What this exercise asks:
a - In the passage on the Cournot effect, how did Cournot model suppliers?
b - Continue the passage on the Cournot effect, picking up after its final sentence.

The Cournot effect is widely accepted and thought to apply generally to mergers of complements. In actuality, it applies only to very particular circumstances.
The limitation of Cournot’s model is that Cournot modeled suppliers as monopolists. Such monopolists set high prices. But what about scenarios where competition led the merging parties to set much lower prices pre-merger? In these situations, the merged entity finds it unprofitable to decrease its already low prices because it earns little profit on any additional units sold. Instead, a merged entity that faces sufficiently strong competition wants to increase prices: it may use the merger to pursue strategies aimed at weakening competitive constraints and raising prices. There are various such anti-competitive strategies, in particular tying or bundling.

Dataset entries:
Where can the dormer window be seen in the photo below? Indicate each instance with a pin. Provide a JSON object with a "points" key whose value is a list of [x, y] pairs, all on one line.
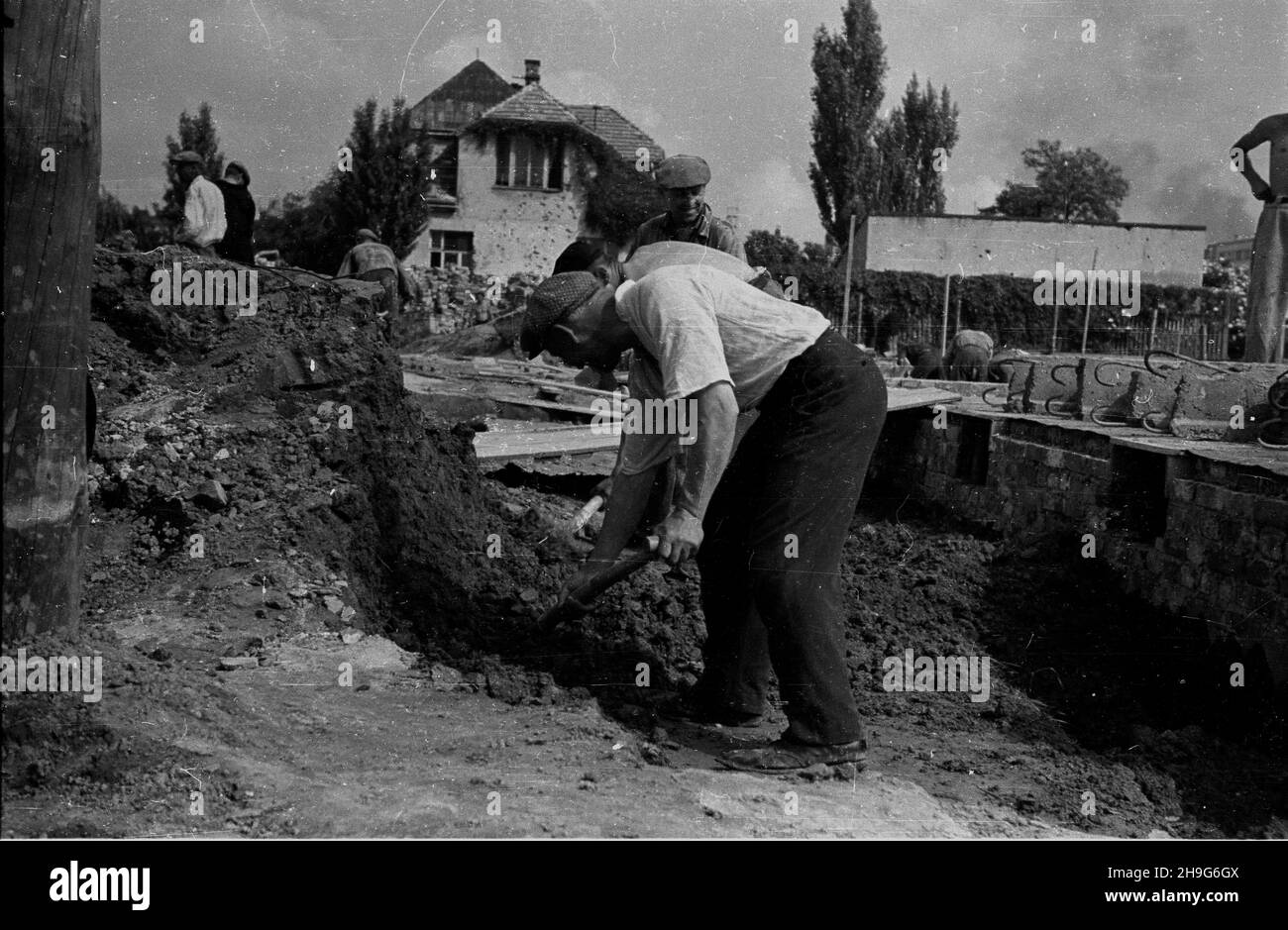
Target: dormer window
{"points": [[523, 161]]}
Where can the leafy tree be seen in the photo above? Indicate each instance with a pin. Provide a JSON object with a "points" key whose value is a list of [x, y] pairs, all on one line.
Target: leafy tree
{"points": [[909, 150], [849, 68], [196, 133], [304, 230], [390, 172], [1069, 185], [114, 219], [863, 162], [772, 250], [819, 282]]}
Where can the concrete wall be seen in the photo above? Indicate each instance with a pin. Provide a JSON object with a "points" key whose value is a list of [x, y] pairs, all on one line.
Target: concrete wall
{"points": [[514, 230], [969, 245], [1190, 535]]}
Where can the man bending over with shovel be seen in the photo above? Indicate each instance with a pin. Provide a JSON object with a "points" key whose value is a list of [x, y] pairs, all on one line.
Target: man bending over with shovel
{"points": [[768, 527]]}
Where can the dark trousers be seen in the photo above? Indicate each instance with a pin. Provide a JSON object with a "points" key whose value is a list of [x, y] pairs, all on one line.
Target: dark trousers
{"points": [[773, 537]]}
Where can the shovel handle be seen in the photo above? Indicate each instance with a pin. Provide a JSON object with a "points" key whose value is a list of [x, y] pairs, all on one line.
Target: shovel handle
{"points": [[592, 505], [627, 563]]}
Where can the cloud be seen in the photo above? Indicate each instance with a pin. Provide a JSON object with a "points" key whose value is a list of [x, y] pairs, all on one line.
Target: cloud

The results:
a - As monopolists.

b -
The conclusion that mergers of complements are more likely to raise subsequent input prices when the pre-merger market is more competitive may seem surprising as it differs from intuitions based on another type of merger: horizontal mergers (where two direct competitors merge). Indeed, Valletti and Zenger find that horizontal “mergers are more likely to cause competitive concerns the higher firms’ pricing power is to begin with.”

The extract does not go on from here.